Passage provided —
+ + + +
MA: SURJ is committed to mobilizing white people to do the work of dismantling white supremacy and supporting the Movement for Black Lives. We have been working in Charlottesville to have conversations to make sure that white people are paying attention and engaging. We are also doing the deep healing work to open ourselves to seeing the lies of white supremacy and to reconcile the harm that has been done for centuries. We’re a working coalition with brilliant and powerful activists in all different kinds of groups — a lot of people just coming out to do the work as individuals, as community members, because it is essential work to do.

SJ: Talk a little bit about the things that you want to see change down in Charlottesville, the organizing beyond just confronting the right.
+ + + +
Raw data —
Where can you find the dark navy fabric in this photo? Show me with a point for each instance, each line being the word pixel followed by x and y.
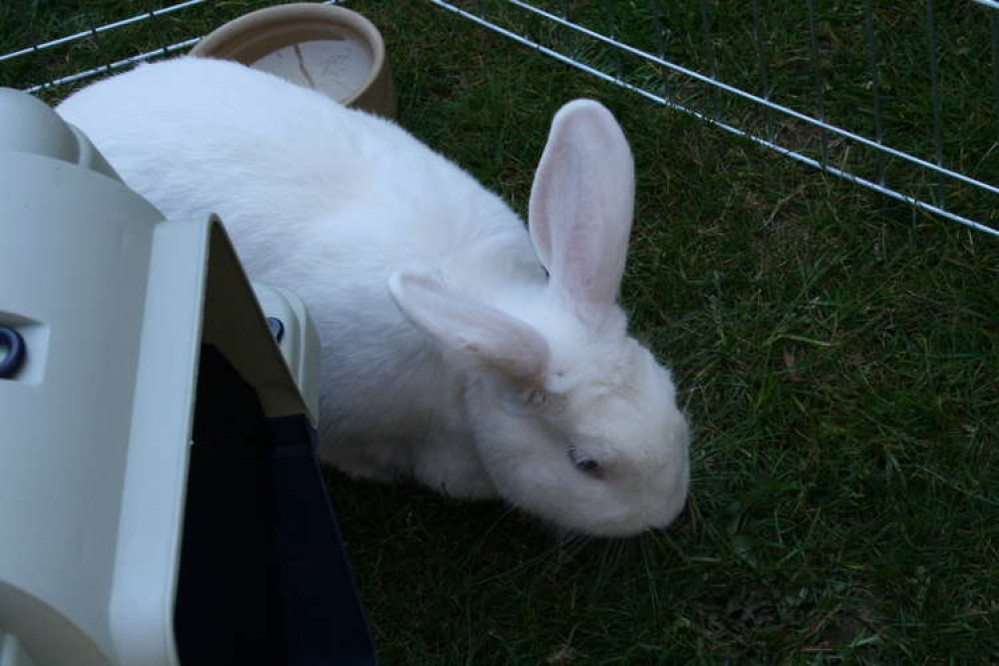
pixel 264 578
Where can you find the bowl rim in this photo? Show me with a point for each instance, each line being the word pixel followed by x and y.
pixel 227 40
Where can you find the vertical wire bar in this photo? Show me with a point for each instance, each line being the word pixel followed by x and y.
pixel 660 39
pixel 995 65
pixel 820 95
pixel 931 28
pixel 611 21
pixel 709 48
pixel 872 52
pixel 572 41
pixel 761 50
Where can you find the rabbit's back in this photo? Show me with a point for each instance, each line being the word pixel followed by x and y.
pixel 287 169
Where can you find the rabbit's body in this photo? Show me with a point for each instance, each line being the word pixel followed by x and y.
pixel 350 212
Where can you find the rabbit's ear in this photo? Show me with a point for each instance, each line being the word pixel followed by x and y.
pixel 581 206
pixel 474 331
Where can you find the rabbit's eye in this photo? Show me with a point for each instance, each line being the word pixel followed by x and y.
+ + + +
What is being asked — Resume the interview about anti-racist organizing in Charlottesville, picking up right after its final question.

Reply to the task —
LG: We have what we call JADE: Justice and Area Drug Enforcement. This is a really inequitable system that targets people of color and gives them really serious criminal sentences for small possession for personal use and has been used to decimate poor and communities of color in Charlottesville. Same thing with the bail bond system. We are at a crisis for public housing in Charlottesville. I should mention that PHAR, the Public Housing Association and Residence is really active here. They have a robust and compelling plan for what public housing should prioritize and what it should look like. And we want them to change the ways that the foster care system works because we see that people of color lose their children at astonishing rates.

MA:This is a mobilizing moment — particularly for white Americans, this moment can be a life-changing moment. If Charlottesville can mobilize in resistance, communities across the country can also mobilize in resistance.

Protester and police officer at anti-Klan rally in Charlottesville, Virginia.

Protester and police officer at anti-Klan rally in Charlottesville, Virginia. (Photo by Alan Goffinski)

SJ: You said there is going to be another larger rally in August. What are some lessons that you took away that you are planning to put into the planning for the next one?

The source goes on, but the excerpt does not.